##### GEGEVEN TEKST #####

De Reclassering Nederland wordt opdracht gegeven toezicht te houden op de naleving van de voorwaarden en de betrokkene ten behoeve daarvan hulp en steun te verlenen. Bij het verlenen van hulp en steun bij de naleving van de voorwaarden wordt de identiteit van betrokkene vastgesteld op de wijze, bedoeld in artikel 27a, eerste lid, eerste volzin, en tweede lid van het Wetboek van Strafvordering.
Beveelt dat de opgelegde maatregel, de voormelde voorwaarden en het uit te oefenen reclasseringstoezicht dadelijk uitvoerbaar zijn.
Wijst toe de vordering tot schadevergoeding van de benadeelde partij [slachtoffer] ter zake van het primair bewezen verklaarde tot het bedrag van
€ 2.039,98 (tweeduizend negenendertig euro en achtennegentig cent) bestaande uit € 1.039,98 (duizend negenendertig euro en achtennegentig cent) materiële schade en € 1.000,00 (duizend euro) immateriële schade, vermeerderd met de wettelijke rente vanaf 20 mei 2017 tot aan de dag der voldoening.
Verwijst de verdachte in de door de benadeelde partij gemaakte en ten behoeve van de tenuitvoerlegging nog te maken kosten, tot aan de datum van deze uitspraak begroot op nihil.

##### INVOERGEGEVENS #####

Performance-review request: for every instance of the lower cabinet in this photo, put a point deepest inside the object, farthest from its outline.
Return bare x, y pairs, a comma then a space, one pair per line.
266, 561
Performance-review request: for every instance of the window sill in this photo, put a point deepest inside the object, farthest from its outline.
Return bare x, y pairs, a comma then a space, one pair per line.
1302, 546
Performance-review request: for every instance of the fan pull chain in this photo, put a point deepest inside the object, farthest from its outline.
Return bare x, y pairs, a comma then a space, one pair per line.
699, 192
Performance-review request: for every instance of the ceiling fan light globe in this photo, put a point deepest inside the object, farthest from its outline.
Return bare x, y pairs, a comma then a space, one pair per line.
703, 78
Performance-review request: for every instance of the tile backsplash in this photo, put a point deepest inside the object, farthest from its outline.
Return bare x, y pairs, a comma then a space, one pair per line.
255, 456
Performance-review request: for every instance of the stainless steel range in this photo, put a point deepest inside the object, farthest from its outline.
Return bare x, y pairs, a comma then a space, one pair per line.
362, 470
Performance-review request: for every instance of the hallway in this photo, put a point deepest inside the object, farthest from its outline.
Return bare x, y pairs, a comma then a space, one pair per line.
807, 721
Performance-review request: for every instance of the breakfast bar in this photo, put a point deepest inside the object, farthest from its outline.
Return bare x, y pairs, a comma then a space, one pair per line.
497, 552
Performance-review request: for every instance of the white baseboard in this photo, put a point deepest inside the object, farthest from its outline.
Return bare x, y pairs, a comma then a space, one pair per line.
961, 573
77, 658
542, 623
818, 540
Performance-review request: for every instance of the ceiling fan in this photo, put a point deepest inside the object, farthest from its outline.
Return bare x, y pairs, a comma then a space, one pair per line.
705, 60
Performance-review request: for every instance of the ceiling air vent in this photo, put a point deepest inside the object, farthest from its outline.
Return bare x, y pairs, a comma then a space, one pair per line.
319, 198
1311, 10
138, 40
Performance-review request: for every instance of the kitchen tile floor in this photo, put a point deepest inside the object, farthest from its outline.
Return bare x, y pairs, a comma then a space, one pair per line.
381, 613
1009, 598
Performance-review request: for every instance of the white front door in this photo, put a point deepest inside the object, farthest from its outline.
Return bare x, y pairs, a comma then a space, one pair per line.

#####

-- OPDRACHTEN --
1) Vat de gegeven tekst samen in twee zinnen.
2) Neem uit de gegeven tekst het stuk van "De Reclassering Nederland" tot en met "dadelijk uitvoerbaar zijn." over en vervang daarin "hulp en steun" door "begeleiding".
De invoergegevens vormen afzonderlijk materiaal naast de tekst.

-- ANTWOORDEN --
1) De Reclassering Nederland krijgt de opdracht toezicht te houden op de naleving van de voorwaarden en de betrokkene daarbij hulp en steun te verlenen, en de opgelegde maatregel, de voorwaarden en het reclasseringstoezicht zijn dadelijk uitvoerbaar. De vordering tot schadevergoeding van de benadeelde partij wordt toegewezen tot € 2.039,98, vermeerderd met de wettelijke rente vanaf 20 mei 2017, en de verdachte wordt verwezen in de kosten van de benadeelde partij, die tot de datum van de uitspraak op nihil zijn begroot.

2)
De Reclassering Nederland wordt opdracht gegeven toezicht te houden op de naleving van de voorwaarden en de betrokkene ten behoeve daarvan begeleiding te verlenen. Bij het verlenen van begeleiding bij de naleving van de voorwaarden wordt de identiteit van betrokkene vastgesteld op de wijze, bedoeld in artikel 27a, eerste lid, eerste volzin, en tweede lid van het Wetboek van Strafvordering.
Beveelt dat de opgelegde maatregel, de voormelde voorwaarden en het uit te oefenen reclasseringstoezicht dadelijk uitvoerbaar zijn.